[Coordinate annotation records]
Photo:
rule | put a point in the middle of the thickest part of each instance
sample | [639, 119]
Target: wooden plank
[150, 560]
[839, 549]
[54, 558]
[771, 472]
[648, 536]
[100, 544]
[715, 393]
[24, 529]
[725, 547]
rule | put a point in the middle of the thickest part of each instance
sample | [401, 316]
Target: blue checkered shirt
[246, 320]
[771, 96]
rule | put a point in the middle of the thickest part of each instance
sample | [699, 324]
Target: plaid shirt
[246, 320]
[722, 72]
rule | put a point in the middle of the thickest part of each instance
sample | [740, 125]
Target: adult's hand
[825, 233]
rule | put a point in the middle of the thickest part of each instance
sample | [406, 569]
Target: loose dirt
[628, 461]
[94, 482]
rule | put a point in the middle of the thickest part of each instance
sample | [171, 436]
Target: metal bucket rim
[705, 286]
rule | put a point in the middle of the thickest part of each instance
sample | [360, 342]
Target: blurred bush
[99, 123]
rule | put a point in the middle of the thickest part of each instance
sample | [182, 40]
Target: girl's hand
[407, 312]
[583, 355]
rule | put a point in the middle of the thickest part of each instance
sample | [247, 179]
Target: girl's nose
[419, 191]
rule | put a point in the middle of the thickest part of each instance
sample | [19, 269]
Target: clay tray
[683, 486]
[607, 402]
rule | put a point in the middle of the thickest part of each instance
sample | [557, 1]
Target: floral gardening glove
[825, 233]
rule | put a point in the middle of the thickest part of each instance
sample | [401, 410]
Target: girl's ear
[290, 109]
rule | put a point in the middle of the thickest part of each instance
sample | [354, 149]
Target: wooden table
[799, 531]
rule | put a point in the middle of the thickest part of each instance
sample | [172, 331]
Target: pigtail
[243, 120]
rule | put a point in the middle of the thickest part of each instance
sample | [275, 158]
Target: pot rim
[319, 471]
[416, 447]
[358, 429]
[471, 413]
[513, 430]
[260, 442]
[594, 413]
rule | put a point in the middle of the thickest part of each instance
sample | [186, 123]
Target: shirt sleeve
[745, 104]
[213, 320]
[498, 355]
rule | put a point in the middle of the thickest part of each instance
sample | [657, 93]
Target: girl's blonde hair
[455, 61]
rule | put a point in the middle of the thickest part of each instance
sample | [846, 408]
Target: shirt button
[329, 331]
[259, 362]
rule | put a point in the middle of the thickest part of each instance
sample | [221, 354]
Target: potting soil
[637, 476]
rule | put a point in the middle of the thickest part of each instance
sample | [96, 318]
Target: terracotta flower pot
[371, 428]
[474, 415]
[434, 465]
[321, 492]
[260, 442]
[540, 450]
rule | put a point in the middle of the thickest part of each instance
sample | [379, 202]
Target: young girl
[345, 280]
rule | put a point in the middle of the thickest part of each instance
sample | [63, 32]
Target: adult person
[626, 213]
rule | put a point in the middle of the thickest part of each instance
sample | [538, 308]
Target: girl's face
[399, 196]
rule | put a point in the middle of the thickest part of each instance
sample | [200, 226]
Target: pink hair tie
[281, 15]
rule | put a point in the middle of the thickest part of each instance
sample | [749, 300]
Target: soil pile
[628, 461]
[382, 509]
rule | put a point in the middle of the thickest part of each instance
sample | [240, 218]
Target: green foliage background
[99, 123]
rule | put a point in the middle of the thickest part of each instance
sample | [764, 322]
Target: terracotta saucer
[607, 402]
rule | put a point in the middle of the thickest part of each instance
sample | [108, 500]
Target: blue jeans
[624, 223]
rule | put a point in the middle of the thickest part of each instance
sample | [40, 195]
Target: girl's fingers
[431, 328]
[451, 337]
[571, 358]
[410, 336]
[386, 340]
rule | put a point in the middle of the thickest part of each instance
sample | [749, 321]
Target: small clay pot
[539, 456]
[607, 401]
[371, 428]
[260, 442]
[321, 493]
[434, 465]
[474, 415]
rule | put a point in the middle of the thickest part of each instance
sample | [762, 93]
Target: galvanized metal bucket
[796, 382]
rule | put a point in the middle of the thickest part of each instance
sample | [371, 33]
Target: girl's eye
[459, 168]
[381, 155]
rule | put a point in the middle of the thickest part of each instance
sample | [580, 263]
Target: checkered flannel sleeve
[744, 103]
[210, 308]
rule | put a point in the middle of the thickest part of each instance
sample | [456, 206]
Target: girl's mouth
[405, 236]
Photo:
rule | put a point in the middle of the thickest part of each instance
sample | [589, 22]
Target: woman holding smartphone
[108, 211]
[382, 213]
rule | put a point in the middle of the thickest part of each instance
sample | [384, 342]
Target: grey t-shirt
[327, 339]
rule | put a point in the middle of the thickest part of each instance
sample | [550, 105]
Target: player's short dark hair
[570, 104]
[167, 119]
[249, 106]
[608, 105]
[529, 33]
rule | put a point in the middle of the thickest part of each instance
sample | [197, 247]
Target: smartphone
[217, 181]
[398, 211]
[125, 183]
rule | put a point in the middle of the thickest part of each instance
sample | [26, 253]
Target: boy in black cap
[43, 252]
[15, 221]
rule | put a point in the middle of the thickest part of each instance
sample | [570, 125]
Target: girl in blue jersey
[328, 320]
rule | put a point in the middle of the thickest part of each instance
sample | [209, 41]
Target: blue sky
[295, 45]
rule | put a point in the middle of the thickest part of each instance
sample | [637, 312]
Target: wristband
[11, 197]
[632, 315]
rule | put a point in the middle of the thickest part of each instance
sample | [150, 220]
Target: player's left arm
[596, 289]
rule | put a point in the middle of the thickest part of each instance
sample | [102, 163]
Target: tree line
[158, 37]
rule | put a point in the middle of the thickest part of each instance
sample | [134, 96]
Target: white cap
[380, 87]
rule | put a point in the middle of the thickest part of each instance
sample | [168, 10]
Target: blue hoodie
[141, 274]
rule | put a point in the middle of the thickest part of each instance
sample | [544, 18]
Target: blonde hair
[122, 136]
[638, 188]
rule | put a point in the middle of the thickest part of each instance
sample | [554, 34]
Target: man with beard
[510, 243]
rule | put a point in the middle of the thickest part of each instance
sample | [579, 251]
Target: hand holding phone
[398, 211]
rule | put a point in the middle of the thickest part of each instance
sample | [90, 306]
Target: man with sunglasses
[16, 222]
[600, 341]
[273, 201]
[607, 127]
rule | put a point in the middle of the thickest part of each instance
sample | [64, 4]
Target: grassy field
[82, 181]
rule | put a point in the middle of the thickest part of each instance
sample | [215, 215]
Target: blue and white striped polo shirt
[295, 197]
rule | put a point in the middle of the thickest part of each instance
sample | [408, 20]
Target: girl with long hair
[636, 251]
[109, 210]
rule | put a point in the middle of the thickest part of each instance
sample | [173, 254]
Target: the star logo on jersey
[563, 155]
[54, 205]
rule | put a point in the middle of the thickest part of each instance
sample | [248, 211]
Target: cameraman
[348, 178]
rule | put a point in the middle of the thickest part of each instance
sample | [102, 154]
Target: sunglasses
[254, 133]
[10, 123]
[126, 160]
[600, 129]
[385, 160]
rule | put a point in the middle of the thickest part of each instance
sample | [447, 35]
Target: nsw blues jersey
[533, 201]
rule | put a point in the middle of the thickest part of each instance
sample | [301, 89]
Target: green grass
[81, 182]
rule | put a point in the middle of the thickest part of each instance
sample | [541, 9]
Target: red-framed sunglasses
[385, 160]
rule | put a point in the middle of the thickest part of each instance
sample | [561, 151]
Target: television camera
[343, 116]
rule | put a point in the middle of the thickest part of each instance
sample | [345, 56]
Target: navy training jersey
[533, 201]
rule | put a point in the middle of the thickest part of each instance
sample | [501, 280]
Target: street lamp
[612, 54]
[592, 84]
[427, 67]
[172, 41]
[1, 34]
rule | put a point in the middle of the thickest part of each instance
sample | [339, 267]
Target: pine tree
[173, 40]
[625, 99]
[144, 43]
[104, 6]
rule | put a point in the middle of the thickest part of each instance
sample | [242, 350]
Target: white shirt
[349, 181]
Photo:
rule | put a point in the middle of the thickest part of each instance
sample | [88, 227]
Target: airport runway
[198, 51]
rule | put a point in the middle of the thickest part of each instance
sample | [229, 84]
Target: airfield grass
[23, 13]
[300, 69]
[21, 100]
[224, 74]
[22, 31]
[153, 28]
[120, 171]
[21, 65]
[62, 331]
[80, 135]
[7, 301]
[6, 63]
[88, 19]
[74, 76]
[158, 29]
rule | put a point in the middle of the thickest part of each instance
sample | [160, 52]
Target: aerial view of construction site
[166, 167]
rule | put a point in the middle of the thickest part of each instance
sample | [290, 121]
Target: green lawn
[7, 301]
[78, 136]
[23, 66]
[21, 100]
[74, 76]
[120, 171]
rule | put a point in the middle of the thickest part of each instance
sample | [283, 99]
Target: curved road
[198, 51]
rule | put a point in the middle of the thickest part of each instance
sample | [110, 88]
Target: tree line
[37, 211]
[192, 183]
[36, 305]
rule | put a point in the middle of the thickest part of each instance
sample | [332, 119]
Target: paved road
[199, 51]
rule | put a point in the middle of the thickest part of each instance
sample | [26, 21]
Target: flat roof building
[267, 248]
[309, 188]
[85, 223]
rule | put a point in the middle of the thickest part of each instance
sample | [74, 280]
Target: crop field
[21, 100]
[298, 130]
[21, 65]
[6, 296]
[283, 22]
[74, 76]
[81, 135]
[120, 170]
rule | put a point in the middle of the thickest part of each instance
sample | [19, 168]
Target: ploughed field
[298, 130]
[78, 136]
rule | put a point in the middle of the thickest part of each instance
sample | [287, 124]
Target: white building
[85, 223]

[WORK INSTRUCTIONS] Count the lines of the listing that contain the string "hand", treating case as significant. Give only the number.

[OUTPUT] 3